> [Do this]:
In the items below, copy out the lines starting at the one containing "Reviewer note: confirm that each instance of the cyclist's leg" and ending at the one containing "[(485, 285)]", character for character.
--- start of Entries ---
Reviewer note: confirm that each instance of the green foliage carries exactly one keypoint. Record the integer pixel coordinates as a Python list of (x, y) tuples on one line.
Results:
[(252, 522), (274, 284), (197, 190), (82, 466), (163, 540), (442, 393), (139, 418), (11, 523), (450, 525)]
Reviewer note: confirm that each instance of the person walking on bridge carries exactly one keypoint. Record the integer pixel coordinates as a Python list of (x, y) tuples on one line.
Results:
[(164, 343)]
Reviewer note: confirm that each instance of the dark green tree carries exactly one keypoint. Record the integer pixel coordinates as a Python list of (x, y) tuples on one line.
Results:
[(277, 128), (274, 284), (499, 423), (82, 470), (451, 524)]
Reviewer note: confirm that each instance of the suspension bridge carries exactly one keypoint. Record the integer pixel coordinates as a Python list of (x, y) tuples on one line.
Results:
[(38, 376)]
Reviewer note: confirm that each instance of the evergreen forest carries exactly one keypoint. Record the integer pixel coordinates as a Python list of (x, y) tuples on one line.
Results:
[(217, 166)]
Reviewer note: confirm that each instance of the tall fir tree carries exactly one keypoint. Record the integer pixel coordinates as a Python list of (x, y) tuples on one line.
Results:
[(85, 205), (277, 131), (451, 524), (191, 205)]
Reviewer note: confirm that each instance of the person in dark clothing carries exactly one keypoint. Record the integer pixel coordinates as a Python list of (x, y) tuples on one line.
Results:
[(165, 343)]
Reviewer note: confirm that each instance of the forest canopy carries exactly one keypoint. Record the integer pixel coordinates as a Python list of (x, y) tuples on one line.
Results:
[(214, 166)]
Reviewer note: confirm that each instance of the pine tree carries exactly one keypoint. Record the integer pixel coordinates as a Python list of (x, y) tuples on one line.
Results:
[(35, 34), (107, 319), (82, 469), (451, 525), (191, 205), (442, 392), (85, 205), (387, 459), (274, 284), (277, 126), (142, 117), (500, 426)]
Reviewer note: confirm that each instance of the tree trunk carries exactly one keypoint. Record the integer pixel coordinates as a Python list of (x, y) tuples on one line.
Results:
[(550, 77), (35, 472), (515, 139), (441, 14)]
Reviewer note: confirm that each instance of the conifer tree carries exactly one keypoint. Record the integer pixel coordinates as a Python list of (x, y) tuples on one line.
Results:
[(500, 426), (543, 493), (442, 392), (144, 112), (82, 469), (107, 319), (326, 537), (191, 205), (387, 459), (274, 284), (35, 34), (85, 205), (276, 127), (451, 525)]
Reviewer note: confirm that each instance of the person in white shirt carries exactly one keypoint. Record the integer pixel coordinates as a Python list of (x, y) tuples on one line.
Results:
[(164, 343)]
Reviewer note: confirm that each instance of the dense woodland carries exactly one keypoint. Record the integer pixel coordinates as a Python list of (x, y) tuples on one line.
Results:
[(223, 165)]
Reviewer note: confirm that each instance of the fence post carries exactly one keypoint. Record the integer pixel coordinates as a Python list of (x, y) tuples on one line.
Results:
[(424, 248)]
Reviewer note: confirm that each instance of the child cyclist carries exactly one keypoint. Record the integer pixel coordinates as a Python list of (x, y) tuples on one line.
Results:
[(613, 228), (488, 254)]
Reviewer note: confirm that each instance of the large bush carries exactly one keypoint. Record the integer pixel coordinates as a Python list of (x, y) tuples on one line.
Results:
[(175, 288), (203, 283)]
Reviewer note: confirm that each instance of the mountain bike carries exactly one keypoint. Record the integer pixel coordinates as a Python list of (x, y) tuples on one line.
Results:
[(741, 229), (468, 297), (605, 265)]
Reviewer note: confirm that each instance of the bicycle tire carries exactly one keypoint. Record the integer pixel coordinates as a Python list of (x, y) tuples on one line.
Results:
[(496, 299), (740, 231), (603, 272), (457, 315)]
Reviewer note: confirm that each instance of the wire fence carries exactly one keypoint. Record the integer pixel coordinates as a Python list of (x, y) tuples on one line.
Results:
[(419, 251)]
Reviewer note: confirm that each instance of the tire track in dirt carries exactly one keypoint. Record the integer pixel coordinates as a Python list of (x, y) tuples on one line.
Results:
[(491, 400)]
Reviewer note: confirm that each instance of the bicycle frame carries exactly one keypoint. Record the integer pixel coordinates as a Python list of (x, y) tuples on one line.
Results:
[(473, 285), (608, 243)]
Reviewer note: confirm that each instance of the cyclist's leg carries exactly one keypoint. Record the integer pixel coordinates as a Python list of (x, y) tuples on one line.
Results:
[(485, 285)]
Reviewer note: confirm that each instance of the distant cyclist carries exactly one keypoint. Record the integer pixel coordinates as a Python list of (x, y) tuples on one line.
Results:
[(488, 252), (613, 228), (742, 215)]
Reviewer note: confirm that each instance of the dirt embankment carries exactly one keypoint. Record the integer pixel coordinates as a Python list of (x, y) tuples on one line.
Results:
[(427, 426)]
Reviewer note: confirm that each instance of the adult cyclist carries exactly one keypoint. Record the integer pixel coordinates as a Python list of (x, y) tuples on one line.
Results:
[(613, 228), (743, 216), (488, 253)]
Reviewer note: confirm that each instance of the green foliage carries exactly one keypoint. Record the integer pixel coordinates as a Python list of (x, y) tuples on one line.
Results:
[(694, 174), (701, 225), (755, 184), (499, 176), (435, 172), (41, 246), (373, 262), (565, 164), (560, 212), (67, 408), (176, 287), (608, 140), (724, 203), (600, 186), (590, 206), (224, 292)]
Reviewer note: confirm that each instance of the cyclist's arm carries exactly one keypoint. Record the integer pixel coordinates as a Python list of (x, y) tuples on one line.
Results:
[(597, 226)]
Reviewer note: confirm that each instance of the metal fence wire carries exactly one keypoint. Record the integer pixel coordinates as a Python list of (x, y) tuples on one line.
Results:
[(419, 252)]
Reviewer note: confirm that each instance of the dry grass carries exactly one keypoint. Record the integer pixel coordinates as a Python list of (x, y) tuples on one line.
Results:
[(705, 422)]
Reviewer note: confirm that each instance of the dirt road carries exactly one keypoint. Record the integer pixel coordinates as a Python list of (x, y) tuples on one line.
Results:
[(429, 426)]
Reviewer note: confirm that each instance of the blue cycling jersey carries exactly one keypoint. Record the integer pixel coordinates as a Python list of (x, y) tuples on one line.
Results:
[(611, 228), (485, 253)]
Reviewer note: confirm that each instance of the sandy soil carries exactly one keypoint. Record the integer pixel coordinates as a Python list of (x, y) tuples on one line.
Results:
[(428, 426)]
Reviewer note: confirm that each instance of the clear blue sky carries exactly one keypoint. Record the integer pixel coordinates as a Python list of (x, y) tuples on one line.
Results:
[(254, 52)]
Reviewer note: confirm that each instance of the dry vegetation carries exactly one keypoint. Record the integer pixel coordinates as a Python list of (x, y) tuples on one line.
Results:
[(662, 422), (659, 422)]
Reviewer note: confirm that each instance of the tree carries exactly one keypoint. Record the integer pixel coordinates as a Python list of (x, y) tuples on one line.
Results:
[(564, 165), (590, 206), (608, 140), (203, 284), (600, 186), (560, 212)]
--- end of Entries ---
> [Task solution]:
Reviewer note: confirm that each instance of the cyclist's leg carries exactly one keypoint. Record the integer pixel coordinates as a Python list of (x, y) tuples on one line.
Results:
[(485, 285)]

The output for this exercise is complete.